YOUR INSTRUCTIONS:
With the line containing "task | indicate the horizon, one" as the first and the final line of the entries as the last, repeat exactly the lines in that span, including both.

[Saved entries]
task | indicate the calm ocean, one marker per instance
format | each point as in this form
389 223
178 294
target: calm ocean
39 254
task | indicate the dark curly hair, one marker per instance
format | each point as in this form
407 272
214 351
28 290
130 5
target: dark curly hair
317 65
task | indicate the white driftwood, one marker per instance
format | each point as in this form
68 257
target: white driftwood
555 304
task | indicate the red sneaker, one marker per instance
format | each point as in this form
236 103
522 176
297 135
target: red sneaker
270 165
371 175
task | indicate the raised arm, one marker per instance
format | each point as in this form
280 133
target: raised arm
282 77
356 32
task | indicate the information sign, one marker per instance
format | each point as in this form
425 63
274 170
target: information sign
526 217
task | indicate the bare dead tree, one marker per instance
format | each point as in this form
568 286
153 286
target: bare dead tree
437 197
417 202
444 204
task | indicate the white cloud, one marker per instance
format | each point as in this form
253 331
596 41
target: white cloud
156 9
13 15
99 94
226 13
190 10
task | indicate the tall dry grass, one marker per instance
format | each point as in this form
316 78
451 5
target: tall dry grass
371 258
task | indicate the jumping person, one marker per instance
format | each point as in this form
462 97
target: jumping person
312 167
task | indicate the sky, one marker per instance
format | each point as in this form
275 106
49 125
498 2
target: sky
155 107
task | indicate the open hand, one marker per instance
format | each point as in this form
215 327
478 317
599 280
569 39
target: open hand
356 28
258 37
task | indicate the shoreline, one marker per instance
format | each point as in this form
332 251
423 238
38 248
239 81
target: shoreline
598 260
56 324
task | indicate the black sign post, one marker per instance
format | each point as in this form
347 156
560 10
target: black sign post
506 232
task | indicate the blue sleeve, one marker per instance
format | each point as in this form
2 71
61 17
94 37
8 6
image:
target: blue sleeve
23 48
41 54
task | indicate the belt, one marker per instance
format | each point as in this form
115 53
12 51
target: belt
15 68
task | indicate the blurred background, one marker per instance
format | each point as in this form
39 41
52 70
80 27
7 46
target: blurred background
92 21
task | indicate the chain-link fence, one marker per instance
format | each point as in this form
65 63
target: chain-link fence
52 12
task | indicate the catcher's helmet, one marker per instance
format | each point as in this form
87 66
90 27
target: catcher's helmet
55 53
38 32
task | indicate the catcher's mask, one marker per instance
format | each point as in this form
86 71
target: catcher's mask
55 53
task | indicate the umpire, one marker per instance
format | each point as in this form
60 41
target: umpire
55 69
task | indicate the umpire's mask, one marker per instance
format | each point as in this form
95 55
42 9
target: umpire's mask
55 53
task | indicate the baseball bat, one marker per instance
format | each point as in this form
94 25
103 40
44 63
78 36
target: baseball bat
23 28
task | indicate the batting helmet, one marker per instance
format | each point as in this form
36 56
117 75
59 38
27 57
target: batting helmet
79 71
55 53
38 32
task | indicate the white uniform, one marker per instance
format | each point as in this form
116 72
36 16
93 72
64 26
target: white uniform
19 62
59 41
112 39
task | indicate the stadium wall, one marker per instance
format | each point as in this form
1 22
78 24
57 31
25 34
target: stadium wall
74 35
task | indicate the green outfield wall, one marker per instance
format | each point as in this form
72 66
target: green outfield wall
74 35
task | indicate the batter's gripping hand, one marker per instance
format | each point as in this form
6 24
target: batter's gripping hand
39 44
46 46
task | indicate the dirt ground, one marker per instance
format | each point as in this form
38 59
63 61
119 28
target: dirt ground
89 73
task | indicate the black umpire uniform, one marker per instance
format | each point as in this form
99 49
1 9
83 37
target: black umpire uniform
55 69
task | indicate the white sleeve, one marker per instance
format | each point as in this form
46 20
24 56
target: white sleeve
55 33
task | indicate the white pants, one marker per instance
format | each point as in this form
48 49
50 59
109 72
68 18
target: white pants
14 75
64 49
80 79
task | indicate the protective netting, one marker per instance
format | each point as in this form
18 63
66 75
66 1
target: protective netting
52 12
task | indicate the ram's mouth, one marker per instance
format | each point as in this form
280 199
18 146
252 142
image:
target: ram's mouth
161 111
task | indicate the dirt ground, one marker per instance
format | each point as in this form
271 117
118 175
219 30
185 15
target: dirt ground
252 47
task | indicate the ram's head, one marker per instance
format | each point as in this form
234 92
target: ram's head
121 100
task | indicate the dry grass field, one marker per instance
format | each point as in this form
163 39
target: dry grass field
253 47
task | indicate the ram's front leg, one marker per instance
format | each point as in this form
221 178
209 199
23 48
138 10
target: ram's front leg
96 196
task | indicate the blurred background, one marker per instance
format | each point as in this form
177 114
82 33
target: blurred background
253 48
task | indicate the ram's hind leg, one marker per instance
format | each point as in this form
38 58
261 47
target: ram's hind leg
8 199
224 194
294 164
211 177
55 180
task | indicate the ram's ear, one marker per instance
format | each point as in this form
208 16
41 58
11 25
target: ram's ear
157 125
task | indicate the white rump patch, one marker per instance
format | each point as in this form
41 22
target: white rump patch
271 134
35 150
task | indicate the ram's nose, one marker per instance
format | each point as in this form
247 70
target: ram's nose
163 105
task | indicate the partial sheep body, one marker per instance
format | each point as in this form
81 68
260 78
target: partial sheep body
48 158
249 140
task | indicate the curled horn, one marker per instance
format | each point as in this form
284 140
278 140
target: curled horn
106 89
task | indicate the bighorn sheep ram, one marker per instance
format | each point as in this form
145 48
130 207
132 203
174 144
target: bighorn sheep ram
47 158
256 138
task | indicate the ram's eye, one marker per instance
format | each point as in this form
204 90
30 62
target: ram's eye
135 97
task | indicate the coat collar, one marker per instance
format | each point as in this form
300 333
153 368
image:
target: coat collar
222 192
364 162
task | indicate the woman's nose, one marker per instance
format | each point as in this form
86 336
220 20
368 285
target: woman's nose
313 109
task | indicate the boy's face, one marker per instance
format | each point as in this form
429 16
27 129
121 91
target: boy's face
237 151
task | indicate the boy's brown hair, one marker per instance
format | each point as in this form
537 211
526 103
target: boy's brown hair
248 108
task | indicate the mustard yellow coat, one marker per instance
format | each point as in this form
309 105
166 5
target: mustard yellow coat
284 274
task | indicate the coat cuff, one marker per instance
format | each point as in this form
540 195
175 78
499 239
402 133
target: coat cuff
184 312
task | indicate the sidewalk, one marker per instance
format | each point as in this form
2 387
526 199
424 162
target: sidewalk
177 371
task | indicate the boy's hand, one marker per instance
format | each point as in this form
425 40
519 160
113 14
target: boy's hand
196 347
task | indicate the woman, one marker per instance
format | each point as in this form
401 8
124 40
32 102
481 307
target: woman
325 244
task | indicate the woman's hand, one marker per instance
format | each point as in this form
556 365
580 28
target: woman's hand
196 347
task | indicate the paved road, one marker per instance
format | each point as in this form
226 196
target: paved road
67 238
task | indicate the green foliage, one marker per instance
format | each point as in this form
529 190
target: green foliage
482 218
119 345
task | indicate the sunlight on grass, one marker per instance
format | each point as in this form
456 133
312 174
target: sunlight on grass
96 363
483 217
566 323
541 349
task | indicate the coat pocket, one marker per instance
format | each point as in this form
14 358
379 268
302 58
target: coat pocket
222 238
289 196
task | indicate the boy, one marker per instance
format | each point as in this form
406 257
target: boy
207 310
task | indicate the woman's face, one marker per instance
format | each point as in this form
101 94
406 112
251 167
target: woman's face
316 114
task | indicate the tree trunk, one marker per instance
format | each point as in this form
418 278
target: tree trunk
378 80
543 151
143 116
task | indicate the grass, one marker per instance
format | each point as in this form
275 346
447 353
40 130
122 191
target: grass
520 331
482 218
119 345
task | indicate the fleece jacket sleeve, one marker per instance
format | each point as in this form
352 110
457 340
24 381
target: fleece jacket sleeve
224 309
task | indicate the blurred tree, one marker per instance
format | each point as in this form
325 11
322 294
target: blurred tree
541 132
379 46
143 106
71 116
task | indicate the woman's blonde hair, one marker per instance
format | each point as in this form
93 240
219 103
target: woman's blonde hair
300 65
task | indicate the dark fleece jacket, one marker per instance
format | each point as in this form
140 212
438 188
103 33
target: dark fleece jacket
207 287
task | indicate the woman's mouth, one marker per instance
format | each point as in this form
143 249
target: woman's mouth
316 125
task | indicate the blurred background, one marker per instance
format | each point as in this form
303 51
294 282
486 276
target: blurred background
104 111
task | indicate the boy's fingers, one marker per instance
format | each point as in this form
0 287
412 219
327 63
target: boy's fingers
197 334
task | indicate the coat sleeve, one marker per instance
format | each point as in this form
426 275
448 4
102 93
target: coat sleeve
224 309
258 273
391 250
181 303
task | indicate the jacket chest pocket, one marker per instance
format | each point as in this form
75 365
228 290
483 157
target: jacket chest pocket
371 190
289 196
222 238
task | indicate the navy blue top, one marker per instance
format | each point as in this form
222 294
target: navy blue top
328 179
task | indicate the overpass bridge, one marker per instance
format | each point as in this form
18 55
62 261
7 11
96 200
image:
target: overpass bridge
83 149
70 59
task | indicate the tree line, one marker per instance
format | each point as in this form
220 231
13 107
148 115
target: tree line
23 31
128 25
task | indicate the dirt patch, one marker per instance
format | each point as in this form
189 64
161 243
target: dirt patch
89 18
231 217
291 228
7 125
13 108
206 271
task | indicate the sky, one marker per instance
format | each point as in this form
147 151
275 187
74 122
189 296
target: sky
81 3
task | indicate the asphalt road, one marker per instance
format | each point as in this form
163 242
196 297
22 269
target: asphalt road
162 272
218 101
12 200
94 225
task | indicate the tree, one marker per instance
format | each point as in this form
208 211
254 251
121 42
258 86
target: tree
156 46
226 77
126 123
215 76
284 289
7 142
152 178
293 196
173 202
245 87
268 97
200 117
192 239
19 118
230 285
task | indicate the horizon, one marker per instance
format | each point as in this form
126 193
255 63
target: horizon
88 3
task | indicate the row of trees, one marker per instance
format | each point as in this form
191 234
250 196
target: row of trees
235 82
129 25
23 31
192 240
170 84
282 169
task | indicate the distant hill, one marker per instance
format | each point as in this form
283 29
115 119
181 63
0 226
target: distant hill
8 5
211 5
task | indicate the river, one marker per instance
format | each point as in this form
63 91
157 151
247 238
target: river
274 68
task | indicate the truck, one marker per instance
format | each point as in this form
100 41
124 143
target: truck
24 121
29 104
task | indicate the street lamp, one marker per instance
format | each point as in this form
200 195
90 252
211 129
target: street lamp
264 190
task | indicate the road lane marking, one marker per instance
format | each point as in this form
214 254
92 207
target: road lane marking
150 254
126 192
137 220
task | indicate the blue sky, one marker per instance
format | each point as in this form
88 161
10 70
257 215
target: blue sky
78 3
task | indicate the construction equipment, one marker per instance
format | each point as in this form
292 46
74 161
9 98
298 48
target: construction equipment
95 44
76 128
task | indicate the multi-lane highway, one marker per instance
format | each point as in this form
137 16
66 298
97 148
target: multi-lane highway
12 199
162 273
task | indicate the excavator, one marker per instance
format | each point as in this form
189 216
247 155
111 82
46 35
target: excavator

EXPECTED ANSWER:
task | indicate the horizon, one marker per instance
format | each point as in this form
126 193
255 63
target: horizon
88 3
task | indicate the row of trees, one marker per instance
format | each point as in this form
191 234
250 196
target: row of trees
235 82
129 25
23 31
192 240
170 84
282 169
task | indicate the distant hill, one marker per instance
format | each point as in this form
283 29
115 119
181 63
0 226
target: distant hill
8 5
211 5
task | indicate the river, one marker per instance
format | each point as in this form
63 91
157 151
247 238
target: river
274 68
task | indicate the truck, one marker per instance
format | each point as in this form
100 41
124 143
target: truck
24 121
29 104
task | indicate the street lamp, one marker per instance
format | each point as in this form
200 195
90 252
211 129
target: street lamp
264 190
task | indicate the road lane marking, one marker per instance
format | each point as in this form
214 254
92 207
target: road lane marking
150 254
126 192
137 220
task | indicate the blue sky, one marker per instance
format | each point as in this form
88 161
10 70
257 215
target: blue sky
78 3
task | indicate the construction equipment, one marker per instance
format | each point as in this form
292 46
74 161
9 98
298 48
target: construction equipment
95 44
76 128
task | indicate the multi-lane highway, one marker per instance
format | each point as in this form
137 16
66 298
97 148
target: multi-lane highway
12 199
162 273
task | indicate the excavator, one marker per instance
format | each point as in this form
189 216
247 155
111 82
46 35
target: excavator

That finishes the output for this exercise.